■ **Brief**:
Can you echo the stretch from "To your actual" through "You’re feeling it.", word for word, from the passage below about rage and writing in hard times?

■ **Extract to read**:
####################
To your actual question:
In these times of Brexit and Trump, a lot feels scary and cruel and stupid. I think it’s the cruelty that can be most soul destroying. The dismissiveness of real people’s lives, the hysterical pushback against practically heroic efforts to express stories that were once silenced. I get it. For every white, straight dude who wants to over-intellectualise the shit that makes people of colour bleed. For the weird sociopaths with more money than anyone could ever want. For children dying and we don’t know what to do. For people who bitch about the idea of free birth control and tampons, for fuck's sake. And so on. You know. You’re feeling it.
Several things occur to me. First of all, you should have permission to rage. It means that you are alive and paying attention. I believe in rage. It has fuelled some of the most beautiful writing in the world. Baldwin, Audre Lorde, June Jordan – especially her tender, furious essay on Mike Tyson, bell hooks’ treatises on love, Malcolm always, Ralph Ellison, Marcus Garvey, and so many more, all wrote out of anger and gave voice to desperation. Forgive me - if you are not reading them, you should read them, so that you can be reminded rage is righteous in the face of cruelty. So you can see that it’s valid to write like this, in these times. And if you have already read them, you should read them again, because what they also have in common is a tremendous capacity for tenderness and deep humanity. All of them. Art has the capacity to bring out the best in us, despite the times, sometimes because of the times. It feels to me as if that is what bothers you – that you’re temporarily unable to go to the best part of you. To a place of peace or forgiveness or beauty or softness or redemption.
####################
■ **Record extracts**:
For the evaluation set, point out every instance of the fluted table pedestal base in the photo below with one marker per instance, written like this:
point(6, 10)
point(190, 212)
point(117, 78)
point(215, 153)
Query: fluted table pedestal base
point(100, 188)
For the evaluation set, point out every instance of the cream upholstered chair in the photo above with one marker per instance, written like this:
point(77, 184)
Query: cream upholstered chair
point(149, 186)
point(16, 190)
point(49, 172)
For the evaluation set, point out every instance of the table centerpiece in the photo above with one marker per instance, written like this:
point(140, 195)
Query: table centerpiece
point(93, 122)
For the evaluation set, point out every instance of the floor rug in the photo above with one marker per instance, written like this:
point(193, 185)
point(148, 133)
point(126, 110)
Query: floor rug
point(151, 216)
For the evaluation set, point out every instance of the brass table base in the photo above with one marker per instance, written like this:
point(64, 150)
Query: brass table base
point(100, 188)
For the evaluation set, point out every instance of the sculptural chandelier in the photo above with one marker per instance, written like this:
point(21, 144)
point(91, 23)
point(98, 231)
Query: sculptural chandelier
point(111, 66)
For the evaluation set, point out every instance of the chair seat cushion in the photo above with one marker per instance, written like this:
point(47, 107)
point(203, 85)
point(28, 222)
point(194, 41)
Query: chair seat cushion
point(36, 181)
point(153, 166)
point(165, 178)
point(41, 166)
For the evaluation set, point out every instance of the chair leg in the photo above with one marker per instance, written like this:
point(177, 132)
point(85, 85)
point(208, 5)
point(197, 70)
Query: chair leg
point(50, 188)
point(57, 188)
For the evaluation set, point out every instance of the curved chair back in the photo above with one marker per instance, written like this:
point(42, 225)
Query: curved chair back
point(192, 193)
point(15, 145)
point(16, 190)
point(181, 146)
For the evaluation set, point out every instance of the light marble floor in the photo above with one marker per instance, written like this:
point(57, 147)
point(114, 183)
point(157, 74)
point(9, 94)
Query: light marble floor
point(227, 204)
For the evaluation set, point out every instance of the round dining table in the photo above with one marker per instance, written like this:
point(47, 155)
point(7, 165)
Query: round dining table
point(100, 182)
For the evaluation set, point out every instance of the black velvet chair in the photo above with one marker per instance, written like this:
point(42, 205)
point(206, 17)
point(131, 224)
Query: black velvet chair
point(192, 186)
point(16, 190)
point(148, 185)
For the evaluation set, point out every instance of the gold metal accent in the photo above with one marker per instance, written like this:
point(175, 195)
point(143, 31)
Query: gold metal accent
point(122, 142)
####################
■ **The completed task**:
To your actual question:
In these times of Brexit and Trump, a lot feels scary and cruel and stupid. I think it’s the cruelty that can be most soul destroying. The dismissiveness of real people’s lives, the hysterical pushback against practically heroic efforts to express stories that were once silenced. I get it. For every white, straight dude who wants to over-intellectualise the shit that makes people of colour bleed. For the weird sociopaths with more money than anyone could ever want. For children dying and we don’t know what to do. For people who bitch about the idea of free birth control and tampons, for fuck's sake. And so on. You know. You’re feeling it.